▶ [TASK INSTRUCTIONS]
Repeat exactly, and only, the lines from the one containing "Exercise. Point to the gray stone" through the end of the records.
----------
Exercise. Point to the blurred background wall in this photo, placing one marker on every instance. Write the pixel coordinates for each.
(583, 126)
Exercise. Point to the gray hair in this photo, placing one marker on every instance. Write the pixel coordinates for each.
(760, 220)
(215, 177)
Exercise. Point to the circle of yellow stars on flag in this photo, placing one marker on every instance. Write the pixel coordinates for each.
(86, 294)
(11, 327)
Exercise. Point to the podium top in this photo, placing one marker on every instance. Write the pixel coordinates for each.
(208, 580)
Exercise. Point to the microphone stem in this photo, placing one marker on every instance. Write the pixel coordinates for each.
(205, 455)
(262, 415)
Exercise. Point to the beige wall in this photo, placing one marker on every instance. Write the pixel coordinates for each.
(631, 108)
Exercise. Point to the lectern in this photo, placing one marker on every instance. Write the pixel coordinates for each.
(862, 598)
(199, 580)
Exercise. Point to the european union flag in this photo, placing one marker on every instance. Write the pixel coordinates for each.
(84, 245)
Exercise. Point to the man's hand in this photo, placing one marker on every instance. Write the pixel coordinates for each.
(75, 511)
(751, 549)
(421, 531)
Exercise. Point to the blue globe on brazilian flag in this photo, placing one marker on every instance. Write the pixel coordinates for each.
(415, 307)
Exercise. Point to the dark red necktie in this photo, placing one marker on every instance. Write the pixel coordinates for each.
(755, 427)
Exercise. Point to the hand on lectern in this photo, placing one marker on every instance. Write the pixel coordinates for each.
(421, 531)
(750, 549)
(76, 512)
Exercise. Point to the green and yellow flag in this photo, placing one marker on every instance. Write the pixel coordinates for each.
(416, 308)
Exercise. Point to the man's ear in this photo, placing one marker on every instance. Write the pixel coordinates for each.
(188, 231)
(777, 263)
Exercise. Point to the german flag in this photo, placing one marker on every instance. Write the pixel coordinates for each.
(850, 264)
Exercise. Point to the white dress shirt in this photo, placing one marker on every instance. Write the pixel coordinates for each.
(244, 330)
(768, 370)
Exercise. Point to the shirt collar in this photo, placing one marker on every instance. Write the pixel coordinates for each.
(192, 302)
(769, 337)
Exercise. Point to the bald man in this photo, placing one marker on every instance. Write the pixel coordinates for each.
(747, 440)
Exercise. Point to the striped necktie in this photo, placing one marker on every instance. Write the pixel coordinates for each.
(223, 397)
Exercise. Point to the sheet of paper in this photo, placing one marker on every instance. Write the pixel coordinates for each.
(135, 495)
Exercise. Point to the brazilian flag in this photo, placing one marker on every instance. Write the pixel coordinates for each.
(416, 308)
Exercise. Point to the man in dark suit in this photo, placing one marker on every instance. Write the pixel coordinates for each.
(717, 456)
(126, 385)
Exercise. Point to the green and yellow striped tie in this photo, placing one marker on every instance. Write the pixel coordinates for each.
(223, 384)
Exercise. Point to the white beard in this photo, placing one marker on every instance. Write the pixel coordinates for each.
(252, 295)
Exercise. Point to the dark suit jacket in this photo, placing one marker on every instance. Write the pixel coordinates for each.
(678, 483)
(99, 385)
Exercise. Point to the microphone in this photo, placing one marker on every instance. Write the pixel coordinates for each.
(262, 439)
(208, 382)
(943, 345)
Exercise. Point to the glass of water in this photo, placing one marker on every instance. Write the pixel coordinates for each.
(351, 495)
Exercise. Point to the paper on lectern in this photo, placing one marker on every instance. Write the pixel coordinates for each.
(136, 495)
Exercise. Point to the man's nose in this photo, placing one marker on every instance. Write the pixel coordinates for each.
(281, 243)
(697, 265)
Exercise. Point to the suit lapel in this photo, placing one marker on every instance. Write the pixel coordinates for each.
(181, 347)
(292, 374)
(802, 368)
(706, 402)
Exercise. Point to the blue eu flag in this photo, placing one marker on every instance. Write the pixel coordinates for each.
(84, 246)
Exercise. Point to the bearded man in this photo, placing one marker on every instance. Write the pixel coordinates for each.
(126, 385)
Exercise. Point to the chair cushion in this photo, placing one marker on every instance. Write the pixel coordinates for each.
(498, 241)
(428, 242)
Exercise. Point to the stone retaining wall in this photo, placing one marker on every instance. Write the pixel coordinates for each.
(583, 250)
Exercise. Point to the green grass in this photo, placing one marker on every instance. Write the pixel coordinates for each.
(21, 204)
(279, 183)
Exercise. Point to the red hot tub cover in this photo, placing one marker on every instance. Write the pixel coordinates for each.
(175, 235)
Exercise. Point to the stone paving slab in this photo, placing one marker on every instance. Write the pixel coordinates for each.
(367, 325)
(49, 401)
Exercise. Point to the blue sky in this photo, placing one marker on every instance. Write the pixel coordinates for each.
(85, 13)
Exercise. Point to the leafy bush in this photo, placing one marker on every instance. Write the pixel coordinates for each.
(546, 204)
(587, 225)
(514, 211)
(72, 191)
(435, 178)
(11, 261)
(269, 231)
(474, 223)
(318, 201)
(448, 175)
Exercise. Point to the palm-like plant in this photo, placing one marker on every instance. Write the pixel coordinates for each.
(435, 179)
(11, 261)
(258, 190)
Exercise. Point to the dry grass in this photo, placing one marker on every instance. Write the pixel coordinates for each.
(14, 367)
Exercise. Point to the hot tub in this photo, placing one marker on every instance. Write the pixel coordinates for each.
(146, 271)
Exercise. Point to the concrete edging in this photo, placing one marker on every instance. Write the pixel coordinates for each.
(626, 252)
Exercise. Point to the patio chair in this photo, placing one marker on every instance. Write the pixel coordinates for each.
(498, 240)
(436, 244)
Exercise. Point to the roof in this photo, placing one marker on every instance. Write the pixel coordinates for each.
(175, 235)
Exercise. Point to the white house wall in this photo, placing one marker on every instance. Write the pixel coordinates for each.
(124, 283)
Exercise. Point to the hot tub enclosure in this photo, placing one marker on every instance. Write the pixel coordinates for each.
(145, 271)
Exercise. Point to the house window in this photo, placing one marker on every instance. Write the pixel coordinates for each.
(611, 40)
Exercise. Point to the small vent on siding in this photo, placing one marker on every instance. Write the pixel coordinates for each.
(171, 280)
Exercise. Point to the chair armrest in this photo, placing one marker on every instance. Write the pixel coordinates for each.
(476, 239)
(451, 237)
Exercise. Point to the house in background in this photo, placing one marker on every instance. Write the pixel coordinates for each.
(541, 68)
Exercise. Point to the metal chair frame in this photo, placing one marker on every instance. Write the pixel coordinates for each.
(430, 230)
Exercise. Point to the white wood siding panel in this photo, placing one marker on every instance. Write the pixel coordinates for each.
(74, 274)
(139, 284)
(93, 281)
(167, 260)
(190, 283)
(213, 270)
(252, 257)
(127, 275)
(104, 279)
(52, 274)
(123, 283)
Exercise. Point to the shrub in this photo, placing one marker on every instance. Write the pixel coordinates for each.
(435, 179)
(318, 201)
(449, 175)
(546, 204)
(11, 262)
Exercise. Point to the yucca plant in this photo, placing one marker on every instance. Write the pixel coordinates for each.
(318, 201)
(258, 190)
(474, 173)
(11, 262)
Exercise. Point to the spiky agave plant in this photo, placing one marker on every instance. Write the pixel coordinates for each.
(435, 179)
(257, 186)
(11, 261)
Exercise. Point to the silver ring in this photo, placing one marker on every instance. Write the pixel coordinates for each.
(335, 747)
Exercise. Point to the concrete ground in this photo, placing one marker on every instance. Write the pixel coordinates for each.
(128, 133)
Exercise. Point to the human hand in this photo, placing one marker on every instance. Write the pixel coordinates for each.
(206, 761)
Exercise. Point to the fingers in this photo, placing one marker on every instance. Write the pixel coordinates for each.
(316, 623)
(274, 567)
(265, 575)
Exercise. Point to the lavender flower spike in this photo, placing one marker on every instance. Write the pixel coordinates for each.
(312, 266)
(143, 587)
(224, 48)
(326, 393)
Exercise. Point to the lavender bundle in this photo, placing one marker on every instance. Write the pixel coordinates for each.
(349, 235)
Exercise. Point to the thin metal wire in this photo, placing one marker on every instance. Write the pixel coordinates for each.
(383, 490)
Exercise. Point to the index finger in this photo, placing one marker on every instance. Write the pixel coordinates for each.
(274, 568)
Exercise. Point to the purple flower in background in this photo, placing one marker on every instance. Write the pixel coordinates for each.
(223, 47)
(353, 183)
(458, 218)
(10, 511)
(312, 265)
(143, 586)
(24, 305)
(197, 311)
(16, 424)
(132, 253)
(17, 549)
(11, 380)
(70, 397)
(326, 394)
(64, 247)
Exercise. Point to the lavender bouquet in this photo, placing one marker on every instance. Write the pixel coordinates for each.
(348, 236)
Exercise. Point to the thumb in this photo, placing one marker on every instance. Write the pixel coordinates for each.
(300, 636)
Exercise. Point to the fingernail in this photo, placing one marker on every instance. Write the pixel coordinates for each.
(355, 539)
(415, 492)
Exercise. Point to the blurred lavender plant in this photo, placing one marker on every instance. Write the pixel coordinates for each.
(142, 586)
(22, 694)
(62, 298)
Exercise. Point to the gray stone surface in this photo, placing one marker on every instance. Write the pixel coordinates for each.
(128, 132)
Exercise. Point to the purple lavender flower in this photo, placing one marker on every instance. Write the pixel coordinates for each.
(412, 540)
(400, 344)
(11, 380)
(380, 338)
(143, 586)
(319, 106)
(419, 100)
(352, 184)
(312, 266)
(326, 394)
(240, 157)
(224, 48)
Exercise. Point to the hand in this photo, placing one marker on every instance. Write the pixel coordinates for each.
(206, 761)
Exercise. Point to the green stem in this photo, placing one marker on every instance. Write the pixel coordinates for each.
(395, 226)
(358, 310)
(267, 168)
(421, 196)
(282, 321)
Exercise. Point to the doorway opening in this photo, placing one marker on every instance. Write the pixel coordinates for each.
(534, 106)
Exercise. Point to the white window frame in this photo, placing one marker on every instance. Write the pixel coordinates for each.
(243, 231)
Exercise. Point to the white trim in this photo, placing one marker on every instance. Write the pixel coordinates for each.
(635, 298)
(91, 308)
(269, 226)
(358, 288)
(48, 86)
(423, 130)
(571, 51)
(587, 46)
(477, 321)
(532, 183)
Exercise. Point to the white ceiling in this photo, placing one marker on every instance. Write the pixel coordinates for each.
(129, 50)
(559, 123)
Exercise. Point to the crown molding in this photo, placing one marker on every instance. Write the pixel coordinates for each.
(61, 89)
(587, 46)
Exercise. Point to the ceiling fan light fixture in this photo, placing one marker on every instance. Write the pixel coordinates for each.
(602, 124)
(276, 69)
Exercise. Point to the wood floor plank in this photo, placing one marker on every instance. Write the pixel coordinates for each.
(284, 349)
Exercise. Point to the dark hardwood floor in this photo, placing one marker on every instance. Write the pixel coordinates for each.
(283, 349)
----------
▶ [WRITTEN ANSWER]
Exercise. Point to the gray stone surface in this photo, placing one marker on every instance. Write the pixel coordinates for each.
(128, 132)
Exercise. Point to the purple lavender flower in this photo, placing one marker on every instance. Write the pixel coordinates for each.
(412, 540)
(400, 344)
(11, 380)
(380, 338)
(143, 586)
(319, 106)
(419, 100)
(352, 184)
(312, 266)
(326, 394)
(240, 157)
(224, 48)
Exercise. Point to the hand in this photo, placing one marker on every instance. Write the pixel coordinates for each.
(206, 761)
Exercise. Point to the green stem in this photo, placing one marker on every instance. Write the pixel coordinates for each.
(395, 226)
(358, 310)
(267, 168)
(421, 196)
(282, 321)
Exercise. Point to the doorway opening in this photo, placing one marker on every instance. Write the pixel coordinates for each.
(534, 106)
Exercise. Point to the white window frame in this photo, placing one marker on every instance. Write the pixel coordinates for each.
(243, 231)
Exercise. Point to the white trim in this photo, placing one marker on every instance. Write the pixel coordinates for each.
(635, 298)
(91, 308)
(269, 226)
(358, 288)
(48, 86)
(423, 130)
(571, 51)
(587, 46)
(477, 321)
(532, 183)
Exercise. Point to the white ceiling in this photo, placing one marker on every instance. Write the pixel coordinates for each.
(129, 50)
(559, 123)
Exercise. Point to the crown molding in this photo, placing one marker on every instance. Write the pixel coordinates for each.
(61, 89)
(587, 46)
Exercise. Point to the ceiling fan light fixture in this photo, placing one marker on every instance. Write the pixel coordinates for each.
(602, 124)
(276, 69)
Exercise. Point to the wood floor plank in this photo, placing one marker on every instance. Write the pixel coordinates for each.
(284, 349)
Exercise. Point to the dark hardwood floor in this photo, placing one marker on every instance. Write the pixel coordinates for each.
(283, 349)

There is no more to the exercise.